The pandemic brought a heightened awareness of cleaning and disinfection to both cleaning companies and the general public. The Use, Overuse, and largely Misuse of chemical disinfectants have caused increased concern about exposure to toxic chemicals (Reminder: disinfectants are classified as pesticides by the EPA), and potential antimicrobial resistance. This saw a renewed interest in other methods of disinfection, especially steam and UV light. Let’s a take a closer look at steam.
Steam has been used for years as a disinfecting medium. For example, the autoclave, where surgical instruments are sterilized by high temperature steam (under pressure) for 20 minutes or so. Steam has also become a popular cleaning tool, both as steam mops and dry steam generators. Steam mops are not disinfection devices and are not sold as such, but dry steam vapor machines are suddenly popping up as solid alternatives to chemical disinfectants. There is good evidence that steam can kill or inactivate viruses, bacteria, and other pathogens, but it takes more than passing some steam over a surface in order to actually achieve disinfection.
First of all, what is a dry steam vapor generator? It is a machine with a boiler in which water is superheated to create steam that has a lot of heat and low moisture content, normally around 5%. Units vary widely in size, water and steam heat and steam pressure. Some units have just a boiler so that they have more limited run times between refills and repressurizing, others have non-pressurized reservoir tanks so they can be continuously refilled. While most of these units will do a passable or better job of cleaning, but now many of these units claim to be effective disinfection tools. But are they?

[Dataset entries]
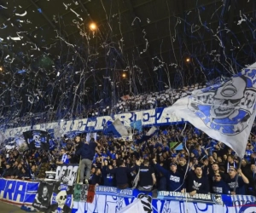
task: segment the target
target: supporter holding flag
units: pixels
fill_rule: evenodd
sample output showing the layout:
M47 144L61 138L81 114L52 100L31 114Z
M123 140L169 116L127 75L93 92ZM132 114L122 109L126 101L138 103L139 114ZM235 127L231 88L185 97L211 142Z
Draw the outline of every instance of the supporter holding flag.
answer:
M69 164L69 159L66 153L66 149L61 148L61 156L60 156L59 160L56 161L56 164L61 165L61 164Z
M172 192L184 192L183 176L177 171L177 164L171 163L170 170L167 170L157 164L156 159L153 159L155 168L163 174L167 180L167 190Z
M94 138L91 139L91 141L85 142L83 146L76 150L76 155L81 156L81 162L80 162L80 184L83 184L84 178L84 169L86 168L86 175L85 175L85 184L88 184L88 181L90 178L90 172L91 170L92 160L95 156L95 152L97 146L101 146Z
M13 174L13 168L11 167L11 164L9 163L6 163L5 164L6 169L4 170L3 173L3 177L10 177Z
M154 169L149 166L149 160L145 158L143 164L141 165L139 170L139 184L137 188L140 191L150 192L155 183L156 178Z
M107 172L107 168L113 170L113 165L108 164L108 161L102 158L102 177L103 185L108 187L114 186L114 176Z
M229 186L224 181L222 180L221 175L219 173L214 174L214 181L212 182L212 190L213 193L230 193Z
M188 176L187 192L190 196L210 193L208 178L202 176L202 169L199 165L196 165L195 170L191 170Z
M228 155L228 162L226 164L227 173L229 173L230 167L234 167L235 169L237 169L237 164L234 160L234 155L232 155L232 154Z
M251 164L251 171L248 174L249 184L247 194L256 196L256 165Z
M30 179L31 176L29 174L29 171L26 170L25 167L22 167L18 178L22 179L22 180Z
M242 158L256 114L255 68L256 63L223 83L194 90L166 112L186 119Z
M212 183L212 181L215 181L215 179L216 179L215 175L216 174L218 174L219 176L221 176L221 180L224 181L225 181L225 180L227 179L226 175L223 172L220 172L218 163L214 162L212 164L212 170L210 170L210 172L209 172L209 175L208 175L211 183Z
M141 165L140 160L136 160L136 165L128 168L125 166L125 161L121 159L117 160L117 168L108 169L107 168L107 172L115 175L116 185L118 188L124 189L129 187L129 176L130 173L138 169Z
M251 159L252 153L253 153L252 144L251 143L247 143L247 147L246 147L246 152L245 152L244 158L249 162L250 159Z
M98 186L101 184L102 170L96 168L95 173L92 175L90 184Z
M236 185L236 176L238 176L237 182ZM236 170L235 167L230 166L229 169L229 177L226 180L230 187L231 194L246 194L246 184L249 183L248 179L242 174L241 170ZM236 190L234 192L236 185Z

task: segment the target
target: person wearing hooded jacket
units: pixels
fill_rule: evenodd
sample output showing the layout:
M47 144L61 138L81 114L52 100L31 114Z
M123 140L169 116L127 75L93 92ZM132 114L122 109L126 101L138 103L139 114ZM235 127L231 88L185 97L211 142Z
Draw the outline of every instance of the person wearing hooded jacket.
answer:
M156 159L153 159L155 168L161 172L167 180L167 190L172 192L184 192L183 188L183 175L177 171L177 164L171 163L170 170L167 170L156 163Z

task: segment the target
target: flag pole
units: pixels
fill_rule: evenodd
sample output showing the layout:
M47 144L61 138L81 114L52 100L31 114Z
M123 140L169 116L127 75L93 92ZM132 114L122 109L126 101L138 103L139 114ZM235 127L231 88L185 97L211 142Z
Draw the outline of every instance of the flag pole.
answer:
M237 168L237 170L241 169L241 158L240 158L240 161L239 161L239 164L238 164L238 168ZM235 181L235 187L234 187L234 193L236 193L236 184L237 184L237 181L238 181L238 176L239 176L239 174L236 174L236 181Z
M80 156L80 159L79 159L79 172L77 175L77 183L79 183L79 181L80 181L80 165L81 165L81 156Z

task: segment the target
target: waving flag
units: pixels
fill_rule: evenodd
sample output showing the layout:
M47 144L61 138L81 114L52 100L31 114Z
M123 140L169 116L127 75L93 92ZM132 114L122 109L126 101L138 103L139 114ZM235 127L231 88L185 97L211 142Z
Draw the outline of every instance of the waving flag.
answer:
M139 132L143 130L143 122L142 120L137 120L131 122L130 126L135 130L137 130Z
M243 158L255 118L256 63L224 83L195 90L168 107Z
M104 130L104 135L113 135L117 137L128 135L128 131L119 119L116 119Z
M154 135L157 131L158 131L158 130L154 126L151 127L151 129L146 133L146 135L142 135L141 138L139 138L136 141L136 143L140 144L143 141L149 140L151 137L154 136Z

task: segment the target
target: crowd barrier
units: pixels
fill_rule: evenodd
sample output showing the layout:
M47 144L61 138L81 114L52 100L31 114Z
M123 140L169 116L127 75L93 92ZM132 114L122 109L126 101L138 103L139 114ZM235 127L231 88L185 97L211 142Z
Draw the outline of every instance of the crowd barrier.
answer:
M39 182L0 179L0 200L20 206L32 205L38 186ZM152 209L154 213L256 212L256 198L250 195L197 194L191 198L180 193L158 192L157 197L152 198L151 193L104 186L96 187L92 203L74 201L72 212L119 212L138 198L141 200L142 196L144 199L141 204L147 205L145 208Z

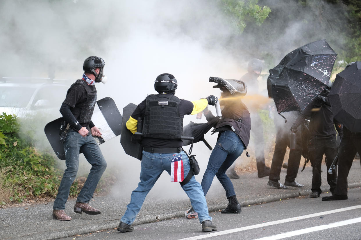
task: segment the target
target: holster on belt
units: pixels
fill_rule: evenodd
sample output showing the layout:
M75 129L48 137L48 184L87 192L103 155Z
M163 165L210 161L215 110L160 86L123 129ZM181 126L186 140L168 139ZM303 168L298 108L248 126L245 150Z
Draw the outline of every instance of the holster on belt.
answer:
M65 122L65 120L61 121L60 124L60 128L59 132L59 134L60 135L60 138L59 141L61 143L64 142L65 140L65 137L68 135L69 132L69 128L70 128L70 124L68 123Z
M184 186L187 184L193 176L198 175L200 170L198 162L196 160L195 155L188 156L188 154L185 151L184 153L186 153L189 159L189 164L191 166L191 169L189 169L189 172L188 172L188 174L187 175L187 176L184 180L182 182L179 182L180 186Z

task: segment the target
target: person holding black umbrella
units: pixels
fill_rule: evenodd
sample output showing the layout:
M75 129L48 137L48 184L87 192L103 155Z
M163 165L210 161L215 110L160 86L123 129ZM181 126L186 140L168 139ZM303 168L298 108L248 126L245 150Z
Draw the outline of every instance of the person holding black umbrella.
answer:
M309 145L309 157L312 163L312 183L310 197L318 198L322 191L321 165L324 153L326 156L327 169L337 154L336 132L342 136L342 126L334 119L331 105L329 100L329 88L325 90L313 100L297 118L291 127L291 131L296 133L297 128L306 118L310 119L310 134L312 136ZM327 182L330 191L334 193L336 188L337 175L328 174Z
M332 195L323 197L322 201L347 199L347 177L352 162L361 153L361 113L358 102L361 96L361 62L347 64L336 76L329 94L335 118L343 124L343 136L338 157L338 177ZM342 104L338 104L338 101ZM343 105L342 104L343 104ZM335 105L335 107L334 106ZM351 107L351 109L348 108Z
M295 181L302 155L302 145L301 131L296 133L296 145L295 149L291 149L290 145L290 130L291 123L297 119L299 114L297 111L292 111L283 113L288 121L284 120L278 114L275 114L274 118L276 128L276 145L271 164L271 171L267 185L279 189L287 189L286 186L295 187L302 187L303 185ZM299 128L300 127L299 127ZM282 168L284 155L287 147L290 147L290 156L287 168L287 173L284 185L279 182L279 176Z
M248 109L241 100L247 92L247 86L238 80L211 77L209 81L217 83L213 87L219 88L222 91L220 98L222 117L213 131L214 133L218 132L218 139L209 157L201 185L206 196L216 176L224 188L228 200L228 205L221 213L239 213L241 205L226 171L247 149L249 142L251 117ZM208 121L216 117L207 109L203 112ZM190 219L196 217L197 213L192 208L186 215Z

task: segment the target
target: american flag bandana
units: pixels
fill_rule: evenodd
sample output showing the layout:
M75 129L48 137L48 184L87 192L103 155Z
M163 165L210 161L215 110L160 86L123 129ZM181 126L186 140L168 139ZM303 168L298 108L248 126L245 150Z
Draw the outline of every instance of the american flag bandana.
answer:
M183 161L182 155L178 155L172 159L170 165L170 181L173 182L182 182L184 180Z
M94 83L95 82L92 80L88 77L87 75L85 75L85 73L83 74L83 78L82 79L86 82L89 85L91 85L92 86L94 85Z

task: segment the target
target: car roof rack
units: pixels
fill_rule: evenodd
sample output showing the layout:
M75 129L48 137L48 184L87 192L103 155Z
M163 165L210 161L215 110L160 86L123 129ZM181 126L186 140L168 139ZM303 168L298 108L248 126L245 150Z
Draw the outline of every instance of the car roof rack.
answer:
M66 78L51 78L49 77L3 77L0 78L0 82L21 82L24 80L26 80L27 82L47 83L63 83L64 81L70 81Z

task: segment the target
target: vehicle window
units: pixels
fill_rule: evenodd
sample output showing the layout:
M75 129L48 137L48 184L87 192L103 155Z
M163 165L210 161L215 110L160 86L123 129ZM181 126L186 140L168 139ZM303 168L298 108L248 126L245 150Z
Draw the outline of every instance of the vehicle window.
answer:
M0 107L22 108L29 103L35 89L0 85Z
M31 104L32 108L60 107L65 99L67 86L44 86L36 94Z

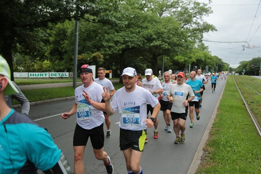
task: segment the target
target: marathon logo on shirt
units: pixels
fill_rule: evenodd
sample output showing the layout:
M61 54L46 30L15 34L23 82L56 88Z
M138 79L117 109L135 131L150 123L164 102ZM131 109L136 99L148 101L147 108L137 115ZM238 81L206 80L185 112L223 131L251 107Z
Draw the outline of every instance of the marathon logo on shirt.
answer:
M152 84L143 84L142 85L142 87L147 88L153 88L154 87L154 85Z
M134 101L133 102L124 102L124 105L126 106L126 105L127 105L128 104L133 104L133 105L135 105L135 101Z

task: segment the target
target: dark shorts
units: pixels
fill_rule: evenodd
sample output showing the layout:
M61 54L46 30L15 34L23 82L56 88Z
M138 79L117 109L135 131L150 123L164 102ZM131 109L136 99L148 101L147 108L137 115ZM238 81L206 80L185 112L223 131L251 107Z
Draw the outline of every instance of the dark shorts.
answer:
M167 109L171 110L172 104L168 101L164 101L161 99L160 100L160 103L161 104L161 111L166 111Z
M150 112L150 114L152 115L152 112L153 112L153 108L151 106L151 105L149 104L147 104L147 115L149 114L149 113Z
M74 135L74 146L86 146L89 137L93 149L101 149L104 145L103 123L90 130L84 129L76 124Z
M174 112L170 112L170 115L171 115L171 119L172 120L179 118L186 120L187 119L187 112L177 113Z
M211 87L213 88L213 86L214 86L214 88L216 88L216 84L217 84L216 83L211 83Z
M130 147L133 150L143 152L147 135L146 129L141 130L131 130L120 129L120 147L121 150Z
M190 107L191 106L193 107L195 106L195 108L199 109L199 105L200 104L200 100L199 100L198 101L190 101L188 103L188 104Z

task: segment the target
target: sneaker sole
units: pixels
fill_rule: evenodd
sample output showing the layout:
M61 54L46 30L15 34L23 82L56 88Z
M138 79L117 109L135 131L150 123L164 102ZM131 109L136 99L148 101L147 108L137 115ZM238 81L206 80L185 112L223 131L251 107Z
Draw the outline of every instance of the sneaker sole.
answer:
M114 169L113 168L113 166L112 165L112 163L111 162L111 158L110 158L109 157L109 156L107 156L108 157L108 158L109 159L109 160L110 160L110 162L111 163L111 165L112 165L112 174L113 173L113 171L114 171Z

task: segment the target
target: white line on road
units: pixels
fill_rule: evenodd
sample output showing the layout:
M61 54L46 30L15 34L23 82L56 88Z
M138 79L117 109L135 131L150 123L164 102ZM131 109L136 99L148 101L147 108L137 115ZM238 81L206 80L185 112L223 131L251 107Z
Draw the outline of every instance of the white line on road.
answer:
M57 115L61 115L63 113L62 113L61 114L56 114L56 115L51 115L51 116L49 116L49 117L44 117L44 118L42 118L40 119L39 119L34 120L33 121L38 121L39 120L41 120L41 119L47 119L48 118L50 118L50 117L55 117L55 116L57 116Z

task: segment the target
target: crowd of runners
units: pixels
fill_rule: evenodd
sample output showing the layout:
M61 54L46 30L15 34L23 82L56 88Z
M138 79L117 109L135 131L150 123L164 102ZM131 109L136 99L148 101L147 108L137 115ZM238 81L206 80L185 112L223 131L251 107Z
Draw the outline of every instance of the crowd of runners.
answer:
M3 58L1 60L2 63L3 62L2 64L4 66L6 66ZM0 72L1 102L5 100L4 96L6 102L9 102L8 100L11 100L10 99L12 96L15 97L14 95L15 94L20 93L22 96L21 98L23 99L22 101L26 103L28 100L19 88L16 88L15 84L10 81L9 75L7 72L9 72L8 70L2 69L4 71L2 70L2 72ZM96 158L103 162L108 173L113 173L114 168L111 159L103 149L105 137L109 138L112 136L119 136L118 134L114 134L112 132L112 134L109 118L109 116L113 115L117 110L119 110L120 116L119 147L125 157L127 172L130 174L143 173L140 163L144 144L149 142L149 138L147 136L147 128L154 128L153 138L155 139L159 137L159 131L162 130L171 133L172 132L173 128L175 134L173 142L178 144L184 143L186 140L185 123L188 113L191 123L190 128L193 128L195 126L194 110L196 119L200 119L200 109L202 107L204 84L208 83L206 77L201 74L201 70L198 70L197 72L190 72L190 79L185 83L186 75L183 72L179 72L175 75L170 70L163 73L163 79L160 80L153 75L151 69L145 70L145 78L143 78L141 74L137 74L135 69L130 67L126 68L121 75L124 86L117 91L111 81L105 77L104 68L98 69L98 78L95 79L93 79L93 70L89 65L83 65L80 70L83 84L75 89L75 103L71 109L61 115L63 119L67 119L77 114L77 123L73 141L74 172L76 173L84 173L84 154L89 137ZM213 73L210 77L212 93L215 91L217 81L219 77L220 78L219 76L221 77L221 80L223 78L225 80L227 74L227 72L225 71ZM23 149L20 150L17 153L18 155L16 157L17 159L21 158L23 161L19 160L19 161L17 161L7 152L17 151L16 149L19 149L19 146L22 145L18 144L18 146L14 149L10 147L8 143L5 145L1 145L2 146L0 146L9 149L3 155L0 155L1 159L0 162L3 161L3 163L7 163L9 165L0 165L0 171L6 172L6 173L28 172L29 171L28 165L30 165L30 170L32 170L30 171L30 172L34 171L35 172L36 169L38 168L47 173L67 173L61 172L61 168L63 167L61 166L61 163L59 162L62 155L61 150L54 144L45 129L32 123L27 117L29 108L27 108L25 106L25 109L22 109L22 115L13 109L10 109L6 104L1 104L1 106L0 128L2 127L2 129L4 130L1 133L3 134L5 132L7 134L7 130L9 132L11 128L10 127L14 125L21 127L18 124L21 122L27 123L25 126L32 127L31 130L32 132L30 133L35 133L36 136L42 138L40 138L39 142L27 142L25 143L38 143L39 146L37 149L40 148L43 149L43 153L45 155L44 158L47 160L39 162L39 159L32 158L33 157L30 158L30 155L26 154L25 149L24 152ZM29 107L29 105L27 107ZM161 119L157 116L160 111L163 112L163 119L165 123L164 127L158 127L159 119ZM16 121L15 124L11 123L19 117L22 119ZM10 120L9 118L11 118ZM104 122L107 129L105 136L103 130ZM27 133L26 130L22 131L21 129L21 131L25 132L23 133L25 136L28 136L29 133ZM40 135L38 135L39 134ZM6 136L3 135L2 137ZM15 138L17 136L15 135L13 136ZM3 140L2 136L1 134L0 138L1 141ZM8 136L4 138L9 138ZM47 138L49 144L48 146L45 144L42 140L43 139L41 138ZM28 139L25 138L24 139ZM32 150L33 151L34 149ZM37 153L39 152L34 153ZM63 157L64 158L64 157ZM32 159L29 163L29 159L28 158ZM48 159L49 159L51 160ZM7 162L9 161L11 162ZM71 171L70 171L70 168L67 168L68 172L72 173Z

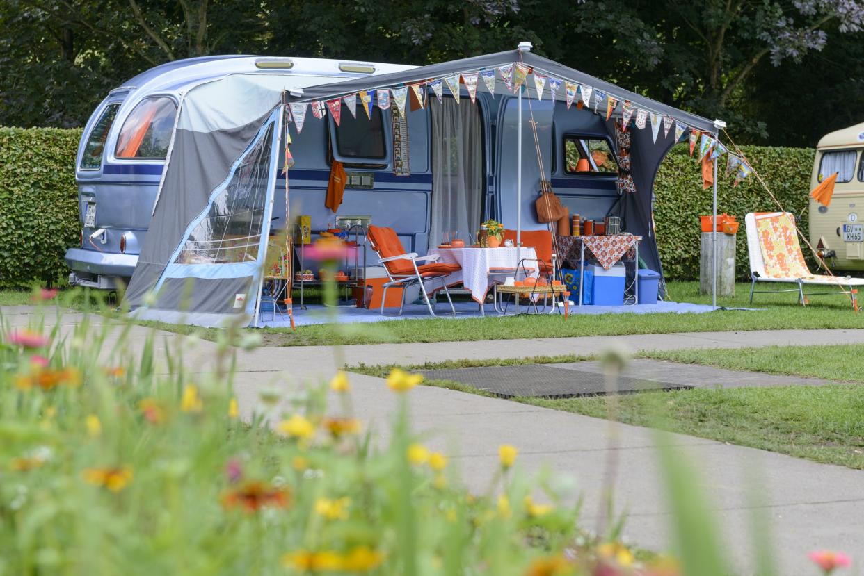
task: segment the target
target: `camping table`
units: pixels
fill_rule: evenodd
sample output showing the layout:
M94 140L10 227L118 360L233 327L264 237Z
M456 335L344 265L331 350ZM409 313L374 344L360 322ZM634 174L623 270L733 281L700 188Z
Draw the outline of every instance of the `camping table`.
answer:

(What you will do):
**a)** According to the steam disinfection article, what is the usual moisture content of the steam a dry steam vapor generator makes?
**b)** Please list the ways the steam disinfection article says dry steam vapor units vary.

(Exercise responses):
**a)** Around 5%.

**b)** Size, water and steam heat, and steam pressure.